-- start EXERCISE DATA --
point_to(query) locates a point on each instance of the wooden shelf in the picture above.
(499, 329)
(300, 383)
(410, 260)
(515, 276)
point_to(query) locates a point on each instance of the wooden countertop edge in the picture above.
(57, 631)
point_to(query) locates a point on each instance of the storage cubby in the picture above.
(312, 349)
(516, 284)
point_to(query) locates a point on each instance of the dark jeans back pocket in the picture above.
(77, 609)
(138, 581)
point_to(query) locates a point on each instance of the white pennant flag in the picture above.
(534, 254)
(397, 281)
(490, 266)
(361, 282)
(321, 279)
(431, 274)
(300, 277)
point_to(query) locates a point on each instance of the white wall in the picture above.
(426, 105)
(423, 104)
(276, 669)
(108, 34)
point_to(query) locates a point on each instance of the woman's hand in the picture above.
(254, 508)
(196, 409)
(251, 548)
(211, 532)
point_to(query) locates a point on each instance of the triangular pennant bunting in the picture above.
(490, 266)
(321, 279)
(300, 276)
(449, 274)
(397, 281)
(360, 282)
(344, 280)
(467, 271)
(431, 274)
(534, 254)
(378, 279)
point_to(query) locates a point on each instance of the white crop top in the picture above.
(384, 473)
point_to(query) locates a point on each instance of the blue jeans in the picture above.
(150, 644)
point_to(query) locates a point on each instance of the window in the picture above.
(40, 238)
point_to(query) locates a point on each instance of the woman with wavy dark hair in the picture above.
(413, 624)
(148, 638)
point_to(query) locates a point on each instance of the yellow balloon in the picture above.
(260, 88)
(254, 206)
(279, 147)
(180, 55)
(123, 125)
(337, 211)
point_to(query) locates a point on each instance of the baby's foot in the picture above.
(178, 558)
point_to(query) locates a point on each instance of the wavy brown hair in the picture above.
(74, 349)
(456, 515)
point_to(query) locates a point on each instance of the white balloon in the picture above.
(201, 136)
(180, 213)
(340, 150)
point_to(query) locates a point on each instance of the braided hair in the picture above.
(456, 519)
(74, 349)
-- end EXERCISE DATA --
STATED EXERCISE => Recast the entries above as a two-column CSV with the header row instruction,coordinates, giving one row per entry. Place each entry's text and its answer in separate quoted fields, replacing line breaks with spaces.

EXERCISE OUTPUT =>
instruction,coordinates
"point_to(query) locates a point on each instance of the wooden shelf in the picture above.","(499, 329) (300, 383) (410, 260) (515, 276)"
"point_to(query) locates a point on each instance of the wooden countertop edge in the picture above.","(57, 631)"
"point_to(query) locates a point on each instance of the storage cubby in the picture above.","(312, 349) (516, 284)"
"point_to(query) locates a point on each instance of the dark jeans back pocket in the picture above.","(77, 609) (138, 581)"
"point_to(query) locates a point on each instance of the white pennant flag in the picture above.","(534, 254) (397, 281) (490, 266) (361, 282) (321, 279) (431, 274) (300, 277)"
"point_to(query) locates a point on each instance of the white wall in the picture above.","(426, 105) (423, 104) (276, 669) (108, 34)"
"point_to(query) locates a point on each instance of the woman's hand in the picture above.","(254, 508) (196, 409) (251, 548) (211, 532)"
"point_to(query) locates a point on each instance of the triangular pennant bunting in the picture above.","(490, 266) (321, 279) (300, 276) (449, 274) (397, 281) (360, 282) (344, 280) (467, 271) (431, 274) (534, 254) (378, 279)"
"point_to(query) locates a point on each instance of the white crop top in the picture above.","(384, 473)"
"point_to(query) locates a point on each instance of the blue jeans in the picture above.","(150, 644)"
"point_to(query) locates a point on each instance of the window in the picture above.","(40, 238)"
"point_to(query) locates a point on each instance of the woman with wavy dark hair in the picture above.","(413, 624) (148, 638)"
"point_to(query) locates a point on each instance of the yellow balloon in the picture above.","(260, 88) (254, 206) (279, 147) (180, 55) (123, 125) (337, 211)"
"point_to(query) locates a point on each instance of the baby's foot in the picture above.","(178, 558)"
"point_to(query) locates a point on each instance of the wavy brown hair in the picture above.","(74, 349) (456, 515)"
"point_to(query) locates a point on each instance of the white balloon in the picture above.","(201, 136) (180, 213) (340, 150)"
"point_to(query) locates a point on each instance of the braided hair in the picture above.","(456, 519) (74, 349)"